• [Exercise description] Repeat the lines below word for word, from the first one through the line containing "479 185 522 203", including that line. Leave out the pictures.

• [Input]
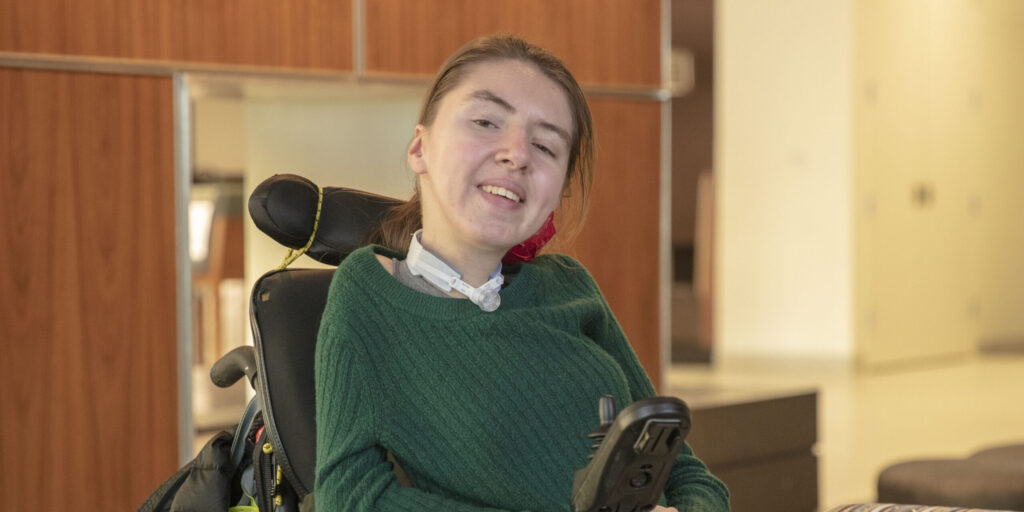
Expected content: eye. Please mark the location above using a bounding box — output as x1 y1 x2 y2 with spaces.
534 142 555 158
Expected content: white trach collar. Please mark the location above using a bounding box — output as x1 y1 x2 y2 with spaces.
406 229 505 312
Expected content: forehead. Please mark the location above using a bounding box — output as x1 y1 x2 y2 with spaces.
444 59 573 130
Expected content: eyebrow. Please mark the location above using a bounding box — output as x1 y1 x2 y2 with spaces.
470 89 572 145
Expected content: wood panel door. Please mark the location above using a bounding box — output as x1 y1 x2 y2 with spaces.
0 0 352 71
555 97 662 387
366 0 662 88
0 68 178 510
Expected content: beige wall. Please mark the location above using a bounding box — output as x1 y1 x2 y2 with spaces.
714 0 853 357
715 0 1024 366
854 0 1024 365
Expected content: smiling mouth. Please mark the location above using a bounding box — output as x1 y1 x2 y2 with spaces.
479 185 522 203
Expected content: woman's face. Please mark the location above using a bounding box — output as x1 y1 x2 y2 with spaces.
409 59 573 256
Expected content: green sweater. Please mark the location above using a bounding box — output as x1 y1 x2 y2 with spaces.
315 247 729 512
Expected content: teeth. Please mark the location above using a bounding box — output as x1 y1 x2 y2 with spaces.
480 185 521 203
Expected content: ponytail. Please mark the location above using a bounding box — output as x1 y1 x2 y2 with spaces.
367 191 423 254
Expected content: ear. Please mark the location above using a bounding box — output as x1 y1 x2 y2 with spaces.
406 125 427 174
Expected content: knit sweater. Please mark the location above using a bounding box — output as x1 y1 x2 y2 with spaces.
315 246 729 512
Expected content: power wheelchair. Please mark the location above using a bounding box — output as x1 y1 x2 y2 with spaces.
139 174 690 512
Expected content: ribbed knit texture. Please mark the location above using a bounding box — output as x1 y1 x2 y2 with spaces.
315 247 728 511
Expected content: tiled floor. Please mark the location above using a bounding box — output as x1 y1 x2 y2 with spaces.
667 355 1024 510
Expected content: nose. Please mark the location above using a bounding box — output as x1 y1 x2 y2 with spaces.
495 129 530 170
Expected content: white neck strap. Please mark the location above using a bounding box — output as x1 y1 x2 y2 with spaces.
406 229 505 312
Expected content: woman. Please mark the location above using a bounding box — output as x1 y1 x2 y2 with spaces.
315 37 728 511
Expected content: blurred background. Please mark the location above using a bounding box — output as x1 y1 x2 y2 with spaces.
0 0 1024 512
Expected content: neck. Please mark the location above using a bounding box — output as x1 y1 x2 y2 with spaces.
420 230 504 287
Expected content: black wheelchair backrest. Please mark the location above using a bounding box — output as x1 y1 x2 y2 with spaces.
249 174 400 499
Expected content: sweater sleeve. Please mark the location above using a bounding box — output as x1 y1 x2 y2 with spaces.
314 306 528 512
580 260 729 512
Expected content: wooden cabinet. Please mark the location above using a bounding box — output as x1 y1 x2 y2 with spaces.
0 0 352 71
0 68 178 510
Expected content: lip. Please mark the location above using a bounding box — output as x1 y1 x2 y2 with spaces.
476 178 527 205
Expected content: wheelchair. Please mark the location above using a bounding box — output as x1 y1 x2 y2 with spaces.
139 174 689 512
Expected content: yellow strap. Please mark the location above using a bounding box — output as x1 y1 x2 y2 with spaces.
278 186 324 270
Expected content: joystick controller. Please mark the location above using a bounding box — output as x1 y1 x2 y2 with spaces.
572 395 690 512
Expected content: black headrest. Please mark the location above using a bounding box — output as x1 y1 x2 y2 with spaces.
249 174 402 265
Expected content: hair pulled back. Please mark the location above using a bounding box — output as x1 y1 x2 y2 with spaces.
368 35 595 253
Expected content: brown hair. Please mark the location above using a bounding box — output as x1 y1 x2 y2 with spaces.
368 35 595 253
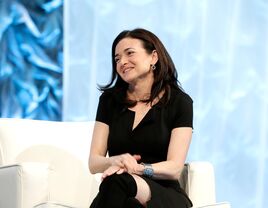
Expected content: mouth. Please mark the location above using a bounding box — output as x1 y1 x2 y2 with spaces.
122 67 133 74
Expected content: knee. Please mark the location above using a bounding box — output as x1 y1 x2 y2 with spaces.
100 173 137 196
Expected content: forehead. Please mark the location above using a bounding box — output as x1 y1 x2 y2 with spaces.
115 38 143 54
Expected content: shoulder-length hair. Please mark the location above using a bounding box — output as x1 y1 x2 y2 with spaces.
100 28 181 103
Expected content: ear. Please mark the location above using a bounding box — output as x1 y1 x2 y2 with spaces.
152 50 158 65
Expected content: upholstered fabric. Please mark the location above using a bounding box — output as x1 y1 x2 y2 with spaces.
0 119 229 208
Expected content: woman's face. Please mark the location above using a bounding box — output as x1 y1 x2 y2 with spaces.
114 38 158 84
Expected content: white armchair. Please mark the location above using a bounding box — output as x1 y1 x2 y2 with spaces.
0 119 230 208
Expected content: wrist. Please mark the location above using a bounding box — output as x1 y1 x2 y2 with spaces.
141 163 154 178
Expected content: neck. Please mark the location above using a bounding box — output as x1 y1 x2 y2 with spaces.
128 76 153 101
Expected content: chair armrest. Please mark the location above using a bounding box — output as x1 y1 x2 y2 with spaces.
33 202 76 208
192 202 231 208
184 162 216 207
0 162 49 208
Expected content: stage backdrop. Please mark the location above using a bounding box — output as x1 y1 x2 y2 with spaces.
63 0 268 208
0 0 63 120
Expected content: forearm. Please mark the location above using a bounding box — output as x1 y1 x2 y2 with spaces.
88 155 111 174
147 160 184 180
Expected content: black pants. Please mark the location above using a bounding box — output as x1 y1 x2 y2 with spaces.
90 173 143 208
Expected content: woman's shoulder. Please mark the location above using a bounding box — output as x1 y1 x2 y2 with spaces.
170 87 193 103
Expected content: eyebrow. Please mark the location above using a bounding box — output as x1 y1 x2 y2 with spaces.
114 47 134 58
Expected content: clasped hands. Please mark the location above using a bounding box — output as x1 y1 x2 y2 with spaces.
102 153 144 180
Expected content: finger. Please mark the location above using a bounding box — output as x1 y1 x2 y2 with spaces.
116 168 125 175
133 155 141 161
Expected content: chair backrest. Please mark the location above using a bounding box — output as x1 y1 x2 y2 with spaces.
0 119 94 167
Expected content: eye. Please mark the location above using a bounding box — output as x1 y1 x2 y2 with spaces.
127 51 134 55
114 58 120 63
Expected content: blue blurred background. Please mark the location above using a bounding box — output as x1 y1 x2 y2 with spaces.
0 0 268 208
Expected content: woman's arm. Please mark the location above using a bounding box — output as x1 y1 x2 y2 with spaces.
88 121 110 174
88 121 140 175
136 127 192 180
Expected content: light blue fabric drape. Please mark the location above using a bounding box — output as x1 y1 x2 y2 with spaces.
0 0 63 120
63 0 268 208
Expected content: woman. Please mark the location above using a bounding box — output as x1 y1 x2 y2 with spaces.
89 28 193 208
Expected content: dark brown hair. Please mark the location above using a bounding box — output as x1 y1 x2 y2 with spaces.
100 28 181 103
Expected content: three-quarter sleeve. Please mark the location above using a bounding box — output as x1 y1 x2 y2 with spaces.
96 93 112 125
172 95 193 128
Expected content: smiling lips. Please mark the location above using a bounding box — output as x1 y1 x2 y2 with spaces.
122 67 133 74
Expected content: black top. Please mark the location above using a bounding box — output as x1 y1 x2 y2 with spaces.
96 88 193 190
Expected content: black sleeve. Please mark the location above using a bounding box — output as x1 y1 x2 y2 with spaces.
96 93 112 125
173 95 193 128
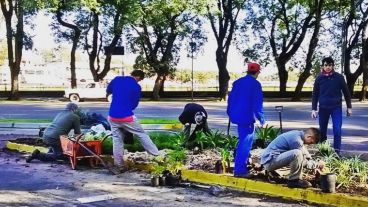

• [Full answer]
Expected content: eye. Please mark the location above using a bounding box — output as x1 y1 x2 y2 with spaces.
534 142 555 158
Expected content: white trach collar. Please mark the location above using a bounding box — output as x1 y1 x2 y2 with spaces.
406 229 505 312
Expected content: forehead. Please mark the location above using a bounding box — output as x1 y1 x2 y2 with spaces.
444 59 573 130
Expected content: eyebrow. Please mark the location above using a bounding box — output as x1 y1 x2 y2 with spaces.
470 89 572 145
Expected content: wood panel door. Please mark the location above using a bounding box — output as x1 y1 x2 y2 with spaces.
0 0 352 71
555 97 662 387
366 0 662 88
0 68 178 510
Expected content: beige wall. Please mark the location above using a bounding box — output as x1 y1 x2 y2 with spaces.
714 0 853 357
715 0 1024 366
854 0 1024 365
Expected content: smiling mouth. Please mark the location above using a bounding box — output as x1 y1 x2 y2 with spaces.
479 185 522 203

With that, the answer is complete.